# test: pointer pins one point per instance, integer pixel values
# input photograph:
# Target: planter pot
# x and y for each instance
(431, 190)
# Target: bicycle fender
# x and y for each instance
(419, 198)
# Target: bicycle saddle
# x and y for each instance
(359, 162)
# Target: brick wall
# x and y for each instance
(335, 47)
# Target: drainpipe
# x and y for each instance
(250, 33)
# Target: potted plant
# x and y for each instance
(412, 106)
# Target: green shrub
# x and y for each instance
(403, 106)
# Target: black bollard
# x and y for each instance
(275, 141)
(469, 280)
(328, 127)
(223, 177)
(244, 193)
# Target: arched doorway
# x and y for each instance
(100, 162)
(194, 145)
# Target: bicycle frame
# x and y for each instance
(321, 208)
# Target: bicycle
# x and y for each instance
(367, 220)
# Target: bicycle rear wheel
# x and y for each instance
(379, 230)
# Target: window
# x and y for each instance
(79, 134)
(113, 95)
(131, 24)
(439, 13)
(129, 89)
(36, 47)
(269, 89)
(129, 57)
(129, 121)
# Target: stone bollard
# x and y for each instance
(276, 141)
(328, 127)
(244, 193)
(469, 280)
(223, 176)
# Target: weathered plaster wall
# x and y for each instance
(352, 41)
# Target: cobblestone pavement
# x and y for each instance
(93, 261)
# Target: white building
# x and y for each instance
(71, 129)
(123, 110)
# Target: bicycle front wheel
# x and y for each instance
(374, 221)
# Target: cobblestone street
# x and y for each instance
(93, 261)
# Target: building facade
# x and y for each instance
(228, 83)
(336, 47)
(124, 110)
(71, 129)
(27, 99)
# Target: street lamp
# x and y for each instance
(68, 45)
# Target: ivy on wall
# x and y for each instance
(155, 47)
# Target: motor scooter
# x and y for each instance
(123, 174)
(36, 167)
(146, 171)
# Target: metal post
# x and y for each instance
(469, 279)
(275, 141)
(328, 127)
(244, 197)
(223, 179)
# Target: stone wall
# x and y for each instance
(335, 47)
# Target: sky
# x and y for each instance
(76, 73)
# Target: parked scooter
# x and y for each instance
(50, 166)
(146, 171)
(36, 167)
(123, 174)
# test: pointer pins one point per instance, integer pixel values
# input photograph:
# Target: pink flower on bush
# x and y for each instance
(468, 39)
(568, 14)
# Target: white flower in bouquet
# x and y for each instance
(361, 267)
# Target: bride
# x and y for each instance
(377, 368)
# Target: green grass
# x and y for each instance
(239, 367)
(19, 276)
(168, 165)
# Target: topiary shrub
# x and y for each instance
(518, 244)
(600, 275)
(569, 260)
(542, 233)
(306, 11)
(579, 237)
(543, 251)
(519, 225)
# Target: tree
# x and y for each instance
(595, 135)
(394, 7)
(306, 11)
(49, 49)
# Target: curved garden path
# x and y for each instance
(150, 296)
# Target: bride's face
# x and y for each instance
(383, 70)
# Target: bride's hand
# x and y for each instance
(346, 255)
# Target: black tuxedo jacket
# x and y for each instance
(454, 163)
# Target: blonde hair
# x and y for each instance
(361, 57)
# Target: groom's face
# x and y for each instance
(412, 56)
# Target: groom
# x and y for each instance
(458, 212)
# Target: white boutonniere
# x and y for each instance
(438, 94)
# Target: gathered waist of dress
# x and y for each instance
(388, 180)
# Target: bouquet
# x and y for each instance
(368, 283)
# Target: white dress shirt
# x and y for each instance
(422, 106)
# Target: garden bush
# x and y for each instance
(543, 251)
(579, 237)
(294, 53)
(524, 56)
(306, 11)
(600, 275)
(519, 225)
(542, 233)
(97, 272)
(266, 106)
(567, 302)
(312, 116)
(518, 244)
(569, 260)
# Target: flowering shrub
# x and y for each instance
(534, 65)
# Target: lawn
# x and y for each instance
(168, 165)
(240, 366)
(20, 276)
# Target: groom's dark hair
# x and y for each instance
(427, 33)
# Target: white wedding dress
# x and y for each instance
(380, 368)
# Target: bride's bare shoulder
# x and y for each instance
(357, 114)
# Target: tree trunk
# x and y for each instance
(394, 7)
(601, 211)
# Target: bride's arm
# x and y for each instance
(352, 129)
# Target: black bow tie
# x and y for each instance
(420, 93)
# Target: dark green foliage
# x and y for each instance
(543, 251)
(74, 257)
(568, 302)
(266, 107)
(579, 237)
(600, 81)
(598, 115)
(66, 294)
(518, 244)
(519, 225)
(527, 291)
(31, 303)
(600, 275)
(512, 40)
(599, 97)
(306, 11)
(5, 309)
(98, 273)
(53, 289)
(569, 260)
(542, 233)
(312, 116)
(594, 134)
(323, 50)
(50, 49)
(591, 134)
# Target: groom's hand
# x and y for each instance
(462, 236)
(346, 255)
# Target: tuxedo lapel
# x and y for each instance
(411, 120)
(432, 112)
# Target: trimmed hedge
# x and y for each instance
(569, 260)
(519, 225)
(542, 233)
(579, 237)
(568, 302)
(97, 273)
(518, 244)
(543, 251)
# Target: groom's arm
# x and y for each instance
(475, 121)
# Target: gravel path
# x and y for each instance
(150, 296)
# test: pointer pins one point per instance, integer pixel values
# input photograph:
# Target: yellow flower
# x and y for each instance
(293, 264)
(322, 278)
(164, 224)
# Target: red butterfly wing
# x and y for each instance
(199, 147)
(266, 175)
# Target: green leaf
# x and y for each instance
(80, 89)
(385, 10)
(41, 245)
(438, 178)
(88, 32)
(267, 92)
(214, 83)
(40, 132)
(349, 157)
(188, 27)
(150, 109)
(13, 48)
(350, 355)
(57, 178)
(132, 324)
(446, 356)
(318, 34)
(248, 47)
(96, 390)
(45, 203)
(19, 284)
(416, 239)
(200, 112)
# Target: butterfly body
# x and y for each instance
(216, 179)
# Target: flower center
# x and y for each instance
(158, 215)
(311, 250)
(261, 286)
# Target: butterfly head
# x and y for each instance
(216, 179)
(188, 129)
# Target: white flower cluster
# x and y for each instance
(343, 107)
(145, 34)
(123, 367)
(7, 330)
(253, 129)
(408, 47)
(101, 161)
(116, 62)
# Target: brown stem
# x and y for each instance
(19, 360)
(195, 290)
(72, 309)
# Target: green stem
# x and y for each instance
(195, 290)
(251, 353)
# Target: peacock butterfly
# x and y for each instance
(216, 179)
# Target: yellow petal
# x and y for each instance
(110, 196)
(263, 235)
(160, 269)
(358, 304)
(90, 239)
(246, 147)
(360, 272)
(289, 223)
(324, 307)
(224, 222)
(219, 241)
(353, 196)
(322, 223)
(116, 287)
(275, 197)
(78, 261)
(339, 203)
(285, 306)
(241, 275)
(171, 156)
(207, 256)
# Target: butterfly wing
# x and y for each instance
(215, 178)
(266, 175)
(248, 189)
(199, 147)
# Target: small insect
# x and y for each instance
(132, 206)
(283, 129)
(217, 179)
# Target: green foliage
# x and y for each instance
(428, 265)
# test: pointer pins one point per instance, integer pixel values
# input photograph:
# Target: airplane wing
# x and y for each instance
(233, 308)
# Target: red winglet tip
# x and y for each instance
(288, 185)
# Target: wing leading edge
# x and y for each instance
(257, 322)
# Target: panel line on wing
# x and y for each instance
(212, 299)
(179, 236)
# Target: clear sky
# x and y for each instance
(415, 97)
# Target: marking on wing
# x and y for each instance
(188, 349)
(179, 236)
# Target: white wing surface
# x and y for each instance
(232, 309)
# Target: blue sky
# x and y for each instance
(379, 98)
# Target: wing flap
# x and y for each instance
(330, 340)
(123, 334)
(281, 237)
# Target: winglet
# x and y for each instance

::::

Exercise
Transcribe the material above word for word.

Task output
# test: pointer pins one point per instance, integer pixel values
# input photograph:
# Target: planter pot
# x and y for each instance
(431, 190)
# Target: bicycle fender
# x and y for each instance
(419, 198)
# Target: bicycle saddle
# x and y for each instance
(359, 162)
# Target: brick wall
# x and y for each instance
(335, 47)
# Target: drainpipe
# x and y for each instance
(250, 33)
# Target: potted plant
# x and y for each instance
(412, 106)
# Target: green shrub
# x and y for each instance
(403, 106)
# Target: black bollard
# x and y for each instance
(275, 141)
(469, 280)
(328, 127)
(223, 177)
(244, 193)
# Target: arched doorway
# x and y for each instance
(100, 162)
(194, 145)
# Target: bicycle frame
# x and y for each instance
(321, 208)
# Target: bicycle
# x and y for each instance
(367, 220)
# Target: bicycle rear wheel
# x and y for each instance
(379, 230)
# Target: window
# x and y for each instance
(79, 134)
(113, 95)
(131, 24)
(439, 13)
(129, 89)
(36, 47)
(269, 89)
(129, 57)
(129, 121)
# Target: stone bollard
# x and y for each instance
(276, 141)
(328, 127)
(244, 193)
(469, 280)
(223, 176)
# Target: weathered plaster wall
# x and y for each instance
(352, 41)
# Target: cobblestone pavement
# x and y for each instance
(93, 261)
# Target: white building
# x and y for each instance
(71, 129)
(123, 110)
# Target: bicycle front wheel
# x and y for each instance
(374, 221)
# Target: cobblestone street
# x and y for each instance
(93, 261)
# Target: building facade
# x and y for each instance
(228, 83)
(336, 47)
(124, 110)
(71, 129)
(27, 99)
# Target: street lamp
# x and y for each instance
(68, 45)
# Target: ivy on wall
# x and y for each instance
(155, 47)
# Target: motor scooter
# x and y for each instance
(123, 174)
(36, 167)
(146, 171)
# Target: metal post
# x and y for each instance
(469, 279)
(275, 141)
(328, 127)
(244, 197)
(223, 179)
# Target: stone wall
# x and y for each instance
(335, 47)
# Target: sky
# x and y for each instance
(76, 73)
# Target: parked scooter
# x and y for each instance
(50, 166)
(146, 171)
(36, 167)
(123, 174)
# test: pointer pins one point per instance, integer pixel values
# input photograph:
# Target: pink flower on bush
# x and y for each instance
(468, 39)
(568, 14)
# Target: white flower in bouquet
# x and y for each instance
(361, 267)
# Target: bride
# x and y for each instance
(377, 368)
# Target: green grass
# x and y for each instance
(239, 367)
(19, 276)
(168, 165)
# Target: topiary shrub
# x and y for each instance
(518, 244)
(600, 275)
(569, 260)
(542, 233)
(306, 11)
(579, 237)
(543, 251)
(519, 225)
# Target: tree
# x and y for each instance
(595, 135)
(394, 7)
(306, 11)
(49, 49)
# Target: curved garden path
# x and y for each instance
(150, 296)
# Target: bride's face
# x and y for each instance
(383, 70)
# Target: bride's hand
# x and y for each instance
(346, 255)
# Target: black tuxedo jacket
# x and y for each instance
(454, 163)
# Target: blonde hair
# x and y for each instance
(361, 57)
# Target: groom's face
# x and y for each instance
(412, 56)
# Target: groom
# x and y for each instance
(458, 212)
# Target: white boutonniere
# x and y for each instance
(438, 94)
# Target: gathered waist of dress
# x and y for each instance
(388, 180)
# Target: bouquet
# x and y for each instance
(368, 283)
# Target: white dress shirt
# x and y for each instance
(422, 106)
# Target: garden bush
# x and y for each instance
(543, 251)
(579, 237)
(294, 53)
(524, 56)
(306, 11)
(600, 275)
(519, 225)
(542, 233)
(97, 272)
(266, 106)
(567, 302)
(312, 116)
(518, 244)
(569, 260)
# Target: flowering shrub
# x and y for each instance
(534, 65)
# Target: lawn
# x and y for each instance
(168, 165)
(240, 366)
(20, 276)
# Target: groom's dark hair
# x and y for each instance
(427, 33)
# Target: white wedding dress
# x and y for each instance
(380, 368)
# Target: bride's bare shoulder
# x and y for each instance
(357, 114)
# Target: tree trunk
# x and y for each instance
(394, 7)
(601, 211)
# Target: bride's arm
# x and y for each instance
(352, 129)
# Target: black bow tie
# x and y for each instance
(420, 93)
# Target: dark green foliage
# x and y for each instance
(543, 251)
(74, 257)
(568, 302)
(266, 107)
(579, 237)
(600, 81)
(598, 115)
(66, 294)
(518, 244)
(519, 225)
(527, 291)
(31, 303)
(600, 275)
(512, 40)
(599, 97)
(306, 11)
(5, 309)
(98, 273)
(53, 289)
(569, 260)
(542, 233)
(312, 116)
(594, 134)
(323, 50)
(50, 49)
(591, 134)
# Target: groom's hand
# x and y for each instance
(462, 236)
(346, 255)
# Target: tuxedo lapel
# x and y for each instance
(411, 120)
(432, 112)
# Target: trimmed hedge
# x and y for each instance
(569, 260)
(519, 225)
(542, 233)
(579, 237)
(568, 302)
(97, 273)
(518, 244)
(543, 251)
# Target: groom's arm
# x and y for each instance
(475, 121)
# Target: gravel path
# x and y for each instance
(150, 296)
# test: pointer pins one point per instance, integer pixel values
# input photograph:
# Target: yellow flower
# x and y for each instance
(293, 264)
(322, 278)
(164, 224)
# Target: red butterfly wing
# x and y for each instance
(199, 147)
(266, 175)
# Target: green leaf
# x and y for each instance
(80, 89)
(385, 10)
(41, 245)
(438, 178)
(88, 32)
(267, 92)
(214, 83)
(40, 132)
(349, 157)
(188, 27)
(150, 109)
(13, 48)
(350, 355)
(57, 178)
(132, 324)
(446, 356)
(318, 34)
(248, 47)
(96, 390)
(45, 203)
(19, 284)
(416, 239)
(200, 112)
# Target: butterfly body
# x and y for each instance
(216, 179)
# Target: flower center
# x and y for each instance
(158, 215)
(311, 250)
(261, 286)
# Target: butterfly head
# x and y for each instance
(216, 179)
(188, 129)
# Target: white flower cluster
# x and y for each instance
(343, 107)
(145, 34)
(123, 367)
(7, 330)
(253, 129)
(408, 47)
(101, 161)
(116, 62)
# Target: brown stem
# x and y for each instance
(19, 360)
(195, 290)
(72, 309)
# Target: green stem
# x and y for each instance
(195, 290)
(251, 353)
# Target: peacock butterfly
# x and y for each instance
(216, 179)
# Target: yellow petal
# x and y for each instance
(110, 196)
(263, 235)
(160, 269)
(358, 304)
(90, 239)
(246, 147)
(360, 272)
(289, 223)
(324, 307)
(224, 222)
(219, 241)
(353, 196)
(322, 223)
(116, 287)
(275, 197)
(78, 261)
(339, 203)
(285, 306)
(241, 275)
(171, 156)
(207, 256)
# Target: butterfly wing
# x and y for each instance
(215, 178)
(266, 175)
(248, 189)
(199, 147)
# Target: small insect
# x and y for each instance
(132, 206)
(283, 129)
(217, 179)
# Target: green foliage
# x and y for each instance
(428, 265)
# test: pointer pins one point per instance, integer pixel values
# input photograph:
# Target: airplane wing
# x and y for each instance
(233, 308)
# Target: red winglet tip
# x and y for each instance
(288, 185)
# Target: wing leading edge
# x and y for each instance
(257, 322)
# Target: panel line on wing
# x and y for each instance
(212, 299)
(179, 236)
# Target: clear sky
# x and y for each instance
(415, 97)
# Target: marking on wing
# x and y for each instance
(188, 349)
(179, 236)
# Target: white wing surface
# x and y for each instance
(232, 309)
# Target: blue sky
# x and y for each instance
(379, 98)
# Target: wing flap
# x and y for each instance
(330, 340)
(123, 334)
(281, 237)
# Target: winglet
# x and y for each instance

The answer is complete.